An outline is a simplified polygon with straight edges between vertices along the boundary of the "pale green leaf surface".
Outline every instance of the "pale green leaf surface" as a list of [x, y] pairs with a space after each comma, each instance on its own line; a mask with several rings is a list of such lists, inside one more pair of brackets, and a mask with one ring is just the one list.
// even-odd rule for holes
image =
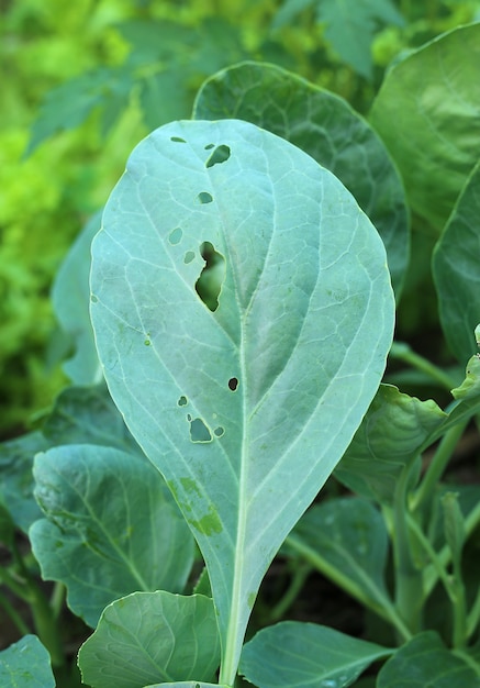
[[203, 84], [193, 116], [257, 124], [336, 175], [382, 237], [399, 298], [410, 244], [402, 182], [377, 133], [345, 100], [275, 65], [246, 62]]
[[377, 688], [479, 688], [480, 677], [442, 643], [437, 633], [415, 635], [380, 669]]
[[35, 496], [46, 519], [30, 530], [45, 579], [94, 626], [135, 590], [183, 590], [193, 539], [159, 473], [113, 448], [70, 445], [36, 456]]
[[75, 349], [64, 370], [76, 385], [99, 382], [102, 375], [89, 314], [90, 244], [99, 229], [97, 213], [71, 245], [52, 289], [55, 314]]
[[54, 688], [48, 652], [36, 635], [25, 635], [0, 652], [2, 688]]
[[367, 500], [342, 498], [314, 504], [300, 519], [287, 545], [323, 574], [378, 609], [391, 602], [384, 585], [388, 534], [381, 514]]
[[334, 629], [283, 621], [246, 643], [239, 670], [258, 688], [345, 688], [391, 653]]
[[143, 688], [177, 680], [194, 686], [211, 680], [219, 663], [212, 600], [164, 590], [134, 592], [109, 604], [78, 654], [82, 680], [91, 688]]
[[480, 322], [479, 217], [480, 163], [464, 187], [432, 263], [442, 329], [461, 365], [477, 349], [473, 330]]
[[404, 465], [446, 419], [432, 399], [381, 385], [335, 477], [357, 495], [390, 503]]
[[[225, 260], [215, 311], [194, 288], [205, 242]], [[202, 550], [230, 683], [260, 580], [383, 373], [384, 248], [331, 173], [225, 120], [142, 142], [92, 252], [105, 378]]]
[[414, 211], [443, 230], [479, 159], [480, 23], [443, 34], [392, 67], [370, 122]]

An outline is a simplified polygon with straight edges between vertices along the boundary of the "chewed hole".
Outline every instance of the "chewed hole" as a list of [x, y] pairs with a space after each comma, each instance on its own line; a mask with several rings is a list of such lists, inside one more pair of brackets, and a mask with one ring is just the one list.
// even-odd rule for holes
[[212, 435], [210, 430], [206, 428], [205, 423], [201, 418], [194, 418], [192, 420], [191, 415], [188, 415], [190, 421], [190, 440], [192, 442], [211, 442]]
[[238, 378], [237, 377], [231, 377], [228, 380], [228, 389], [231, 391], [236, 391], [238, 387]]
[[220, 165], [221, 163], [225, 163], [230, 158], [230, 155], [231, 151], [228, 146], [226, 146], [225, 144], [216, 146], [212, 155], [206, 160], [205, 167], [213, 167], [213, 165]]
[[183, 232], [181, 228], [178, 226], [178, 228], [175, 228], [175, 230], [171, 230], [170, 234], [168, 235], [168, 241], [170, 242], [172, 246], [176, 246], [177, 244], [181, 242], [182, 236], [183, 236]]
[[203, 242], [200, 254], [205, 265], [196, 282], [196, 291], [213, 312], [219, 308], [219, 297], [225, 279], [225, 258], [210, 242]]
[[213, 196], [208, 191], [200, 191], [197, 200], [204, 206], [205, 203], [211, 203], [213, 201]]

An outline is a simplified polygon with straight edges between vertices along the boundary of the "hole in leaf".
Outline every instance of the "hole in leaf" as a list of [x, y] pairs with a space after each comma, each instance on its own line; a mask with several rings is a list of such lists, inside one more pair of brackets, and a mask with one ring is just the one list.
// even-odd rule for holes
[[203, 303], [213, 312], [219, 308], [219, 296], [225, 279], [225, 258], [210, 242], [203, 242], [200, 254], [205, 265], [196, 282], [196, 290]]
[[238, 378], [231, 377], [230, 380], [228, 380], [228, 389], [231, 391], [236, 391], [237, 387], [238, 387]]
[[[190, 420], [190, 415], [188, 417]], [[190, 420], [190, 440], [192, 442], [211, 442], [212, 435], [210, 434], [210, 430], [206, 428], [205, 423], [201, 418], [194, 418]]]
[[175, 228], [175, 230], [171, 230], [170, 234], [168, 235], [168, 241], [170, 242], [170, 244], [172, 246], [175, 246], [176, 244], [179, 244], [181, 242], [181, 237], [183, 236], [183, 232], [181, 230], [181, 228]]
[[230, 147], [222, 144], [221, 146], [216, 146], [213, 151], [212, 155], [205, 163], [205, 167], [213, 167], [213, 165], [220, 165], [221, 163], [225, 163], [230, 158]]
[[205, 203], [211, 203], [213, 201], [213, 196], [208, 191], [200, 191], [197, 199], [204, 206]]

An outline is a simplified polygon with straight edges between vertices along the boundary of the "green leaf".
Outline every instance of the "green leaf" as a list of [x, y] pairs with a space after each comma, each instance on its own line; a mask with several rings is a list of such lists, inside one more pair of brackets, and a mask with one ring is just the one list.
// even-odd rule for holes
[[2, 688], [54, 688], [48, 652], [36, 635], [25, 635], [0, 652]]
[[391, 503], [403, 467], [446, 419], [432, 399], [381, 385], [335, 477], [357, 495]]
[[391, 653], [334, 629], [283, 621], [244, 646], [239, 668], [258, 688], [344, 688]]
[[30, 530], [43, 577], [60, 580], [72, 611], [94, 626], [135, 590], [181, 591], [193, 539], [158, 471], [118, 450], [71, 445], [36, 456], [46, 519]]
[[479, 65], [480, 23], [455, 29], [392, 67], [370, 113], [413, 210], [438, 230], [478, 163]]
[[52, 290], [55, 314], [75, 346], [64, 369], [76, 385], [99, 382], [102, 377], [89, 314], [90, 244], [100, 224], [100, 213], [86, 224], [60, 265]]
[[78, 654], [82, 680], [91, 688], [143, 688], [177, 680], [194, 686], [211, 680], [219, 663], [212, 600], [164, 590], [134, 592], [109, 604]]
[[[213, 311], [196, 289], [206, 245], [225, 265]], [[220, 121], [135, 148], [92, 252], [105, 378], [205, 558], [231, 684], [261, 578], [383, 373], [384, 248], [311, 157]]]
[[476, 351], [473, 329], [480, 320], [480, 163], [473, 168], [435, 246], [433, 275], [442, 329], [464, 365]]
[[380, 669], [377, 688], [478, 688], [480, 677], [442, 643], [437, 633], [426, 631], [400, 647]]
[[247, 62], [208, 79], [193, 115], [234, 116], [257, 124], [336, 175], [382, 237], [399, 298], [409, 260], [402, 182], [383, 143], [345, 100], [274, 65]]
[[388, 534], [370, 502], [343, 498], [314, 504], [290, 533], [287, 545], [364, 604], [379, 613], [391, 607], [383, 579]]

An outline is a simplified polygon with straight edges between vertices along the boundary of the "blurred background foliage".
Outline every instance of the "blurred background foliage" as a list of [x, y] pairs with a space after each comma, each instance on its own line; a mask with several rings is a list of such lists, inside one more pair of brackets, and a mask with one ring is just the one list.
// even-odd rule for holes
[[392, 62], [479, 19], [479, 0], [0, 0], [1, 439], [65, 384], [49, 295], [69, 245], [132, 147], [189, 118], [206, 77], [270, 62], [365, 114]]

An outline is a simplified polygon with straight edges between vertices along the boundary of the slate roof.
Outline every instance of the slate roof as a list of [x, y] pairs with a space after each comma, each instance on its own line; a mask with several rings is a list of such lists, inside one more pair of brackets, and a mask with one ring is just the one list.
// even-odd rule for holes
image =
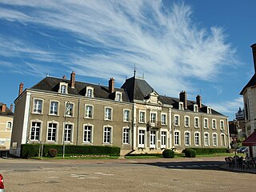
[[14, 116], [14, 113], [6, 106], [6, 112], [2, 112], [2, 102], [0, 102], [0, 115], [12, 115]]
[[[126, 79], [122, 88], [126, 90], [131, 102], [134, 100], [143, 101], [149, 94], [154, 90], [144, 79], [134, 77]], [[163, 104], [172, 105], [174, 109], [178, 109], [179, 98], [159, 95], [158, 100]], [[196, 102], [187, 100], [186, 110], [194, 111], [194, 104]], [[202, 108], [198, 110], [199, 112], [207, 113], [207, 106], [205, 105], [202, 105]], [[213, 114], [222, 115], [213, 109], [211, 112]]]
[[254, 76], [250, 78], [250, 80], [249, 81], [249, 82], [243, 87], [243, 89], [242, 90], [240, 94], [242, 95], [243, 92], [248, 88], [248, 87], [251, 87], [256, 86], [256, 75], [254, 74]]
[[[58, 92], [59, 84], [60, 82], [66, 82], [69, 83], [68, 86], [68, 94], [74, 94], [78, 96], [85, 96], [86, 91], [86, 86], [91, 86], [94, 88], [94, 98], [103, 98], [103, 99], [111, 99], [114, 98], [114, 94], [110, 94], [108, 86], [75, 82], [74, 88], [71, 88], [70, 84], [70, 80], [58, 78], [53, 77], [46, 77], [43, 78], [38, 84], [32, 86], [31, 90], [46, 90], [46, 91], [52, 91], [52, 92]], [[128, 102], [128, 97], [123, 89], [114, 88], [115, 91], [119, 91], [122, 93], [122, 101]]]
━━━━━━━━━━━━━━━━━━━━
◆ **What this task involves**:
Pull out each line in the records above that contains the word "such", and copy those lines. Count only matches with the same uppercase and lowercase letters.

◆ **Answer to the exercise**:
Outline every instance of the "pale green leaf surface" as a list of [x, y] pairs with a space after each comma, each instance on its own line; a mask with several rings is a list of such lists, inside one more pair of brackets, and a mask with one ring is just the one list.
Outline every instance of the "chewed hole" as a list of [x, y] pairs with a space after each comma, each instance on its own line; a mask with several rings is a list of such lists, inside one more pair of brackets, and a mask with one ring is just the one list.
Outline every instance of the "hole in leaf" as a list of [x, y] pairs with a space after each comma, each instance on its own line; a mask with several rings is a list of such lists, inside one more pair of brackets, and a mask with one ring is just the one list.
Outline every instance of the "green leaf" as a list of [x, y] pairs with a space after each comma, each instance on its own line; a mask with several rings is a list of such lists, inside one more pair of brackets, and a mask with one ring is just the one list.
Outline every instance of the "blurred background foliage" as a list of [x, y] pairs with a space after each comma, each instance on its own line; a mask with several rings is a list of such lists, inside one more pair of brackets, and a mask with one ring is just the one list.
Outline every instance of the slate roof as a list of [x, y] pairs with a space after each comma, each instance on its own line; a mask with several rings is a list of such lists, inside one more pair of brackets, and a mask with one ring is just the one list.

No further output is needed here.